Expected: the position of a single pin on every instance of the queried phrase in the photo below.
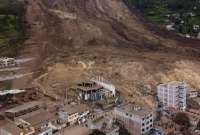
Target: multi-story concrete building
(137, 120)
(172, 95)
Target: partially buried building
(137, 120)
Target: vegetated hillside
(11, 27)
(182, 16)
(79, 39)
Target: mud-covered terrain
(79, 39)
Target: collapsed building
(92, 91)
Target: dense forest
(11, 26)
(182, 16)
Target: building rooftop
(135, 109)
(174, 83)
(6, 59)
(12, 92)
(10, 127)
(70, 109)
(88, 86)
(24, 107)
(39, 118)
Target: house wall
(172, 95)
(136, 125)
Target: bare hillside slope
(79, 39)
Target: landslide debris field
(74, 40)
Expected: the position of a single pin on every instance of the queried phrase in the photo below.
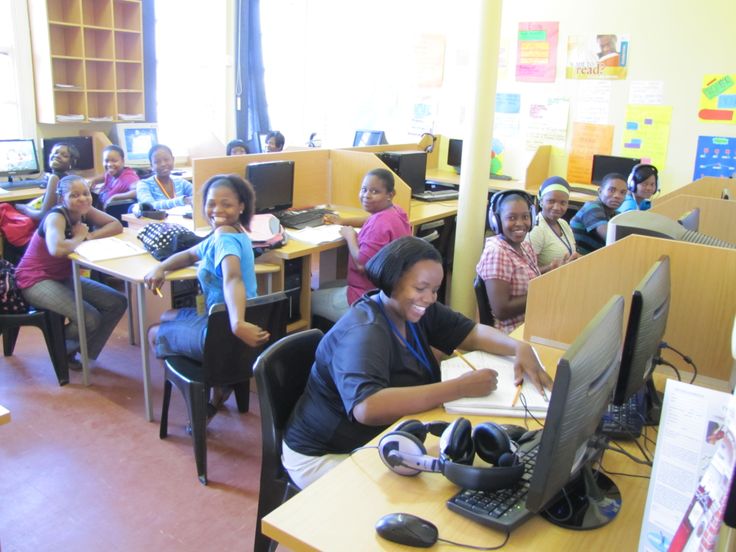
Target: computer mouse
========================
[Stated task] Reproduce the material above word for word, leaving the pictures out.

[The completed task]
Expected: the position of a single pin on every instance of the queried phrase in the photo below.
Target: multi-story concrete building
(137, 120)
(172, 95)
Target: partially buried building
(137, 120)
Target: vegetated hillside
(11, 27)
(182, 16)
(79, 39)
Target: mud-covered terrain
(79, 39)
Target: collapsed building
(92, 91)
Target: dense forest
(11, 26)
(182, 16)
Target: building rooftop
(135, 109)
(174, 83)
(6, 59)
(12, 92)
(10, 127)
(70, 109)
(88, 86)
(24, 107)
(39, 118)
Target: house wall
(172, 95)
(136, 125)
Target: bare hillside slope
(79, 39)
Target: landslide debris field
(74, 40)
Expected: the position of a single pin on every instance of the queried phrase in the photo below.
Target: computer mouse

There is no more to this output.